West Mesa Airport, also known as Western Air Express Airport, TWA Airport, or Cutter-Carr Airport, was an airport on the West Side of Albuquerque, New Mexico, United States, which was the city's main commercial aviation facility during the 1930s. It was built in 1929 by Western Air Express as a stop on the airline's Los Angeles–Kansas City route, with a hangar and passenger terminal added in 1930. It was the city's second airfield after the original Albuquerque Airport, which was used by a rival airline, Transcontinental Air Transport (TAT). The two airlines merged in 1930 to form TWA, moving all of their operations to the West Mesa field. The merger gave TWA control of the nation's first coast-to-coast passenger airline route and allowed it to secure a lucrative federal airmail contract.

West Mesa Airport provided commercial passenger service on TWA's Los Angeles–New York route, with direct flights to Los Angeles, Winslow, Arizona, and Amarillo, Texas. The airport was also served by the El Paso–Pueblo, Colorado route operated by Mid Continent Air Express (later Varney Speed Lines and then Continental Airlines). All commercial airline service moved to the new Albuquerque Municipal Airport when it opened in 1939. The unused West Mesa Airport was subsequently used as a nightclub and auto racing venue for a brief period before being leased to Cutter-Carr Flying Service in 1940. The airport remained in use for general aviation until the 1960s, last appearing on aeronautical charts in 1967. It was subsequently abandoned and razed. A section of runway 11 and some foundations were still visible until 2021.

The airport was located about 4 mi west of Downtown Albuquerque, on the north side of Central Avenue at what is now Airport Drive. The airport had four unpaved runways arranged in the shape of an eight-pointed star, the longest of which was the 6300 ft runway 16/34. The main buildings were the 125 by 150 ft hangar, which was designed to house two Fokker F-32 aircraft, and the Pueblo-style passenger terminal. When built, the location on the West Mesa was surrounded by empty desert, though it has mostly been filled in with new development since the airport closed.

══════════

TASK STATEMENT:
Reproduce word for word the portion of the West Mesa Airport text that begins at the words "West Mesa Airport provided" and stops after the words "visible until 2021.".

══════════

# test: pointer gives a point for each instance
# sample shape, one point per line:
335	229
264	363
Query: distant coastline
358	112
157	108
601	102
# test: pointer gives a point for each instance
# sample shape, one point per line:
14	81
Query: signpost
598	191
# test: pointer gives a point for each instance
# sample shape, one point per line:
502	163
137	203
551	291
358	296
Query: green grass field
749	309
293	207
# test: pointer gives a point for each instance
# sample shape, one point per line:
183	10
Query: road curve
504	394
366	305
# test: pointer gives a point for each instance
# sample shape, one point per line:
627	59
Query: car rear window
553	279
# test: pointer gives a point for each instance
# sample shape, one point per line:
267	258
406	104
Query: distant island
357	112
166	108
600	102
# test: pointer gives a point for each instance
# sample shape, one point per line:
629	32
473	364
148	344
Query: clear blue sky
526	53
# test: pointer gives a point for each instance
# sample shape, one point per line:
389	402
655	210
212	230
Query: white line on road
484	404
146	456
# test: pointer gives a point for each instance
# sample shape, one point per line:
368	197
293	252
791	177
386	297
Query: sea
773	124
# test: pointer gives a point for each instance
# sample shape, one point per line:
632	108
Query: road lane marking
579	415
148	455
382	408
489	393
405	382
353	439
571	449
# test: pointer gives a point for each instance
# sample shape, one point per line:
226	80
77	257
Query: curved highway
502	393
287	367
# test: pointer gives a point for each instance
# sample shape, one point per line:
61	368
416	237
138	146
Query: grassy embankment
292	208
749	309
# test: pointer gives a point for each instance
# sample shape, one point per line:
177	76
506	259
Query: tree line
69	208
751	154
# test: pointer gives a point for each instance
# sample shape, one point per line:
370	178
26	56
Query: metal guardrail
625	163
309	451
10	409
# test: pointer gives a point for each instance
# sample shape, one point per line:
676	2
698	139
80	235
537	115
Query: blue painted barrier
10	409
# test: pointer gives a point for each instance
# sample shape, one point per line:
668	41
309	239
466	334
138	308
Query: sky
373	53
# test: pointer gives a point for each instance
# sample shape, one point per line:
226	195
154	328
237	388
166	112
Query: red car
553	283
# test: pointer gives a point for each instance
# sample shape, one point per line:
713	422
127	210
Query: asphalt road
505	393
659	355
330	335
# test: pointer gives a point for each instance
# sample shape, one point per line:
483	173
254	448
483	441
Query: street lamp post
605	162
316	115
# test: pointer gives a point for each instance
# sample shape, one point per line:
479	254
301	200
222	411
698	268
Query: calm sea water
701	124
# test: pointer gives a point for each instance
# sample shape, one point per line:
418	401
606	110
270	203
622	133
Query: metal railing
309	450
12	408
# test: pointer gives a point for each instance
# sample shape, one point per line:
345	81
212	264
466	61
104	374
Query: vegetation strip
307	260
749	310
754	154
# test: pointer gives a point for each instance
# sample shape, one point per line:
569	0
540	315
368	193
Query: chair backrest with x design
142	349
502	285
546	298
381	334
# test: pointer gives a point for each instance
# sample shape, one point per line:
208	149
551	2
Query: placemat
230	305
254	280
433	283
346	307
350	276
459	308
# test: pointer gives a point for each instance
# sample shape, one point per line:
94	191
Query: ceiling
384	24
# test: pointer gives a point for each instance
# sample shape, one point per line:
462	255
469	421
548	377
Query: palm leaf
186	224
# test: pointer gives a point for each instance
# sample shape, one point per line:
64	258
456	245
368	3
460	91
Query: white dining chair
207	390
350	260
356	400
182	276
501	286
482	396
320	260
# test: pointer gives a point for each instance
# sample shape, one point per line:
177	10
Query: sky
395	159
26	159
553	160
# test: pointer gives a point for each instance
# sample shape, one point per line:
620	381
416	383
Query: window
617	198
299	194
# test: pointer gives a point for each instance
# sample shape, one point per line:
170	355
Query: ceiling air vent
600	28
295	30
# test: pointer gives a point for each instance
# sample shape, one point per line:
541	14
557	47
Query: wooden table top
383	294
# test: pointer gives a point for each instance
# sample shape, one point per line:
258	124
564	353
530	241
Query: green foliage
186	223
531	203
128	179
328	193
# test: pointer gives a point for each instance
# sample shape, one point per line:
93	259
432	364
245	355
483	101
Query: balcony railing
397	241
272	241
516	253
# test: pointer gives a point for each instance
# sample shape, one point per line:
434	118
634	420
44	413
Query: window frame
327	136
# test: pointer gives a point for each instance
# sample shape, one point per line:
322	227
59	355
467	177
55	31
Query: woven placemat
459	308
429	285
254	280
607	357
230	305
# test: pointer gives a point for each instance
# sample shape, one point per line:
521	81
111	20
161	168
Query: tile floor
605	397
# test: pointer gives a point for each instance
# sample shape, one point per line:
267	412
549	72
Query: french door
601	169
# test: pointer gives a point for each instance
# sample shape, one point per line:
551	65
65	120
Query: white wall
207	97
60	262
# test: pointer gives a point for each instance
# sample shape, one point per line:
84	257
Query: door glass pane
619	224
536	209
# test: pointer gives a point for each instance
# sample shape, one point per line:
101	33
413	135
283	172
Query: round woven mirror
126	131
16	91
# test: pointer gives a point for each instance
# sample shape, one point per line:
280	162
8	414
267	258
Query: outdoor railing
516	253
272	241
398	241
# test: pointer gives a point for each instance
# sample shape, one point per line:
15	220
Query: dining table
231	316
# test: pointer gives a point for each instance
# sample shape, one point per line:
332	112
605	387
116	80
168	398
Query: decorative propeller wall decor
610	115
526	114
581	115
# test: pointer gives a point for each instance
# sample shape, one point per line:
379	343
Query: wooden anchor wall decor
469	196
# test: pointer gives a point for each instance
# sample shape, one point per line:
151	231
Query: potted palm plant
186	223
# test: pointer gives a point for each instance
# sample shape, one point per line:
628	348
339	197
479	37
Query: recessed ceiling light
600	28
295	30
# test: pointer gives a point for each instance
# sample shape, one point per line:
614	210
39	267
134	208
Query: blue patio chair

══════════

TASK ANSWER:
West Mesa Airport provided commercial passenger service on TWA's Los Angeles–New York route, with direct flights to Los Angeles, Winslow, Arizona, and Amarillo, Texas. The airport was also served by the El Paso–Pueblo, Colorado route operated by Mid Continent Air Express (later Varney Speed Lines and then Continental Airlines). All commercial airline service moved to the new Albuquerque Municipal Airport when it opened in 1939. The unused West Mesa Airport was subsequently used as a nightclub and auto racing venue for a brief period before being leased to Cutter-Carr Flying Service in 1940. The airport remained in use for general aviation until the 1960s, last appearing on aeronautical charts in 1967. It was subsequently abandoned and razed. A section of runway 11 and some foundations were still visible until 2021.